[Start of Information shown]
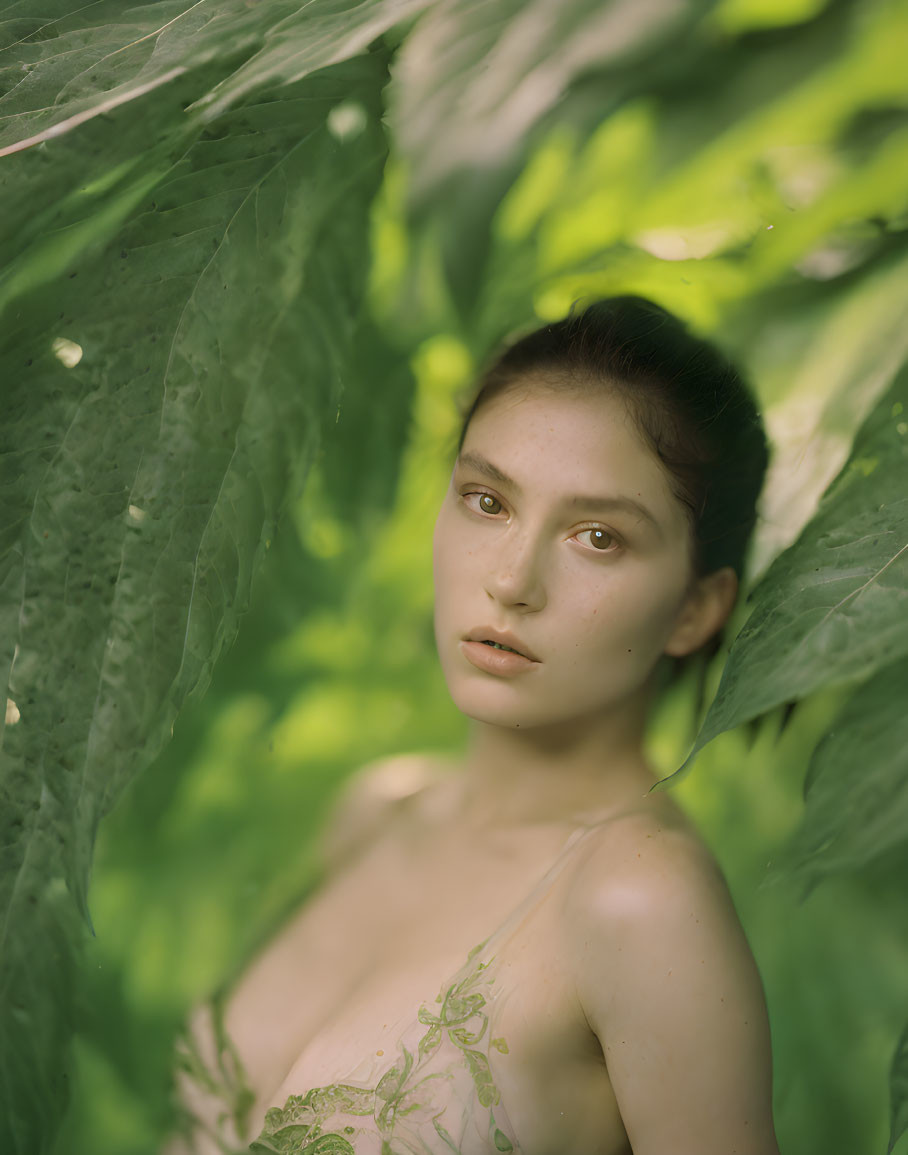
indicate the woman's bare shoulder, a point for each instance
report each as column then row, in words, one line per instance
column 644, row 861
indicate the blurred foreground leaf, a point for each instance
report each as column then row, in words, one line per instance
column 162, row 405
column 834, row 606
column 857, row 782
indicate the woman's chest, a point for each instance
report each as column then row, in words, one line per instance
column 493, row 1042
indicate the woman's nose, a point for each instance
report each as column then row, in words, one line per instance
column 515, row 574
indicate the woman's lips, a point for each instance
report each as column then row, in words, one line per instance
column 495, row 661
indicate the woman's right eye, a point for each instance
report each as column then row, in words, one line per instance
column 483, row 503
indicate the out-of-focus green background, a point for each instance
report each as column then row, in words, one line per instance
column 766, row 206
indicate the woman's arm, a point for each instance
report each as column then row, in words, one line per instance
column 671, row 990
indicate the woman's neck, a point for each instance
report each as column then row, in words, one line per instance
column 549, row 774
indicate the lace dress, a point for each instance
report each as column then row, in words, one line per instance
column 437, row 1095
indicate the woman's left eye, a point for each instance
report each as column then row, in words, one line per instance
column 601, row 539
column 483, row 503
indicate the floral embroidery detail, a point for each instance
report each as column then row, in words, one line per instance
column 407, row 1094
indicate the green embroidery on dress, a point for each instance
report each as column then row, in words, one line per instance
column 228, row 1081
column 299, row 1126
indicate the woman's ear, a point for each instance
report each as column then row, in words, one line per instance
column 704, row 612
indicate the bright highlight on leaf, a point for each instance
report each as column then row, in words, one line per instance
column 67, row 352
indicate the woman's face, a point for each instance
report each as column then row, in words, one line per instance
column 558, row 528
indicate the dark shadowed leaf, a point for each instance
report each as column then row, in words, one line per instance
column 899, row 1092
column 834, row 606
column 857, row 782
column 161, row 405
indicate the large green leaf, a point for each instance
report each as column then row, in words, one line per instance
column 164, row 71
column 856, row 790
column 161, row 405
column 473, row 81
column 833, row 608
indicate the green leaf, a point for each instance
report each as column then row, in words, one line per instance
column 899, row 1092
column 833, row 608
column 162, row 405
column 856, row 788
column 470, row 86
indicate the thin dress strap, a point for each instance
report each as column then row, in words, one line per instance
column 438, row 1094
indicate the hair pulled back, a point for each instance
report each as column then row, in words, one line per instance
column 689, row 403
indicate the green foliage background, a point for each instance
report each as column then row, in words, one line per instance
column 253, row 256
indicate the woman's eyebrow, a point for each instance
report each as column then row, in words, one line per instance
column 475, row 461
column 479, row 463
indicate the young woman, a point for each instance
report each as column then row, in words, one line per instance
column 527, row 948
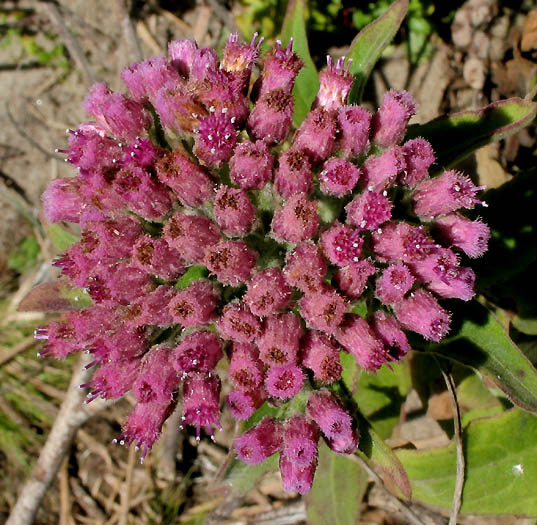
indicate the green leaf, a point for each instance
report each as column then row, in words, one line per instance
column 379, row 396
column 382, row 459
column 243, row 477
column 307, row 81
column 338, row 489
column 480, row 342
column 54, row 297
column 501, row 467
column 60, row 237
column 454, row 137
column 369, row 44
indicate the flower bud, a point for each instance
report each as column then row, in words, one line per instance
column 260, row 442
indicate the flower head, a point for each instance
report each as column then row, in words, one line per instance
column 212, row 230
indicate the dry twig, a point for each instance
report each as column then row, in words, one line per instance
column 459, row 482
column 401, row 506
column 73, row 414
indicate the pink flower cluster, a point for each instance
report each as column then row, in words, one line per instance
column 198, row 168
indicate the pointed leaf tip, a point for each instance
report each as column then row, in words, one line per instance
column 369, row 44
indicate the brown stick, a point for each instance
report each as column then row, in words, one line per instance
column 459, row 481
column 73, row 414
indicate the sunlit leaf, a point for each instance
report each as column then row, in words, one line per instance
[End of Information shown]
**Aim of the task**
Quote all of the material above word for word, but leave out the pictures.

**The response**
indicate the woman's bare shoulder, a point for each instance
report each as column then row, in words, one line per instance
column 644, row 861
indicate the blurred foreground leaf, a point for each instance
report each as column then row, in words, one line per instance
column 162, row 405
column 834, row 606
column 857, row 782
indicate the woman's chest, a point for each instance
report each as column then row, in words, one line per instance
column 493, row 1042
indicate the woman's nose, a point for each instance
report each as column then row, in words, one line per instance
column 515, row 574
indicate the woman's lips, a point for each instance
report each as column then row, in words, one line per instance
column 495, row 661
indicate the woman's right eye, a point for each instance
report each as column then row, in words, one line per instance
column 483, row 503
indicate the out-of-focus green background, a point for each instance
report each as column then row, in words, one line per instance
column 766, row 206
indicate the woman's arm, a point for each instance
report each as column then row, in words, one line per instance
column 671, row 990
indicate the woman's neck, a point for each instance
report each as column then row, in words, one line per instance
column 549, row 774
indicate the lace dress, a point for each instance
report each as column then row, in words, one line per instance
column 437, row 1095
indicate the woman's left eye, a point for each instance
report each as column then row, in words, one line per instance
column 601, row 539
column 483, row 503
indicate the floral embroidery detail, a point for each instance
report each as column then row, in words, one line per instance
column 407, row 1094
indicate the green embroidery on dress, a point for each instance
report each as column then row, in words, one line per instance
column 228, row 1081
column 299, row 1126
indicate the woman's ear, a point for each instance
report each as column then row, in words, one line per instance
column 704, row 612
indicate the bright highlight on leaf, a point for each instance
report each as column then row, in words, one line per instance
column 67, row 352
indicate the woman's face, a point for each instance
report each as column then row, in words, one line per instance
column 558, row 528
indicate the dark shadowed leaf, a point for each instance
report each as column then row, in words, one line per instance
column 899, row 1092
column 834, row 606
column 857, row 782
column 161, row 405
indicate the large green leaf, a point for each instance
report each as column then row, in words, one line per instance
column 164, row 71
column 856, row 790
column 161, row 405
column 473, row 81
column 833, row 608
indicate the green leaf, a point for each instance
report each as column then row, in words, one line per instance
column 899, row 1092
column 833, row 608
column 162, row 405
column 856, row 788
column 470, row 86
indicate the thin dress strap, a point for each instance
report each as column then row, in words, one line per instance
column 438, row 1094
indicate the hair pulled back, a point for each instance
report each as column then row, in words, one line per instance
column 689, row 403
indicate the green foliage background, a point for each instance
report each as column then row, in words, one line per instance
column 253, row 256
indicate the woman's eyebrow, a point for each instance
report each as column then row, in words, one line per instance
column 475, row 461
column 479, row 463
indicate the young woman, a point for each instance
report each as column then row, in words, one line per instance
column 527, row 948
indicate the green leaf, a point for each instance
report each as column then row, in words, one line per instance
column 379, row 396
column 382, row 459
column 243, row 477
column 307, row 81
column 338, row 489
column 480, row 342
column 54, row 297
column 501, row 467
column 60, row 237
column 454, row 137
column 369, row 44
indicate the flower bud, a point for each instance
report each as column then row, in words, one line per instance
column 260, row 442
indicate the flower head, a point for each instance
report each as column then row, in words, one line per instance
column 212, row 230
indicate the dry twig, a point for each instance
report each as column then row, in words, one line per instance
column 459, row 482
column 401, row 506
column 73, row 414
indicate the pink flower cluster, a point for each instance
report each as column then row, in words, one line per instance
column 198, row 168
indicate the pointed leaf tip, a point for each instance
report each as column then row, in words, one line per instance
column 369, row 44
indicate the brown stick, a point for each instance
report each as column then row, in words, one line per instance
column 459, row 481
column 73, row 414
indicate the sunlit leaf, a point for each instance
report each as column then row, in words, one line per instance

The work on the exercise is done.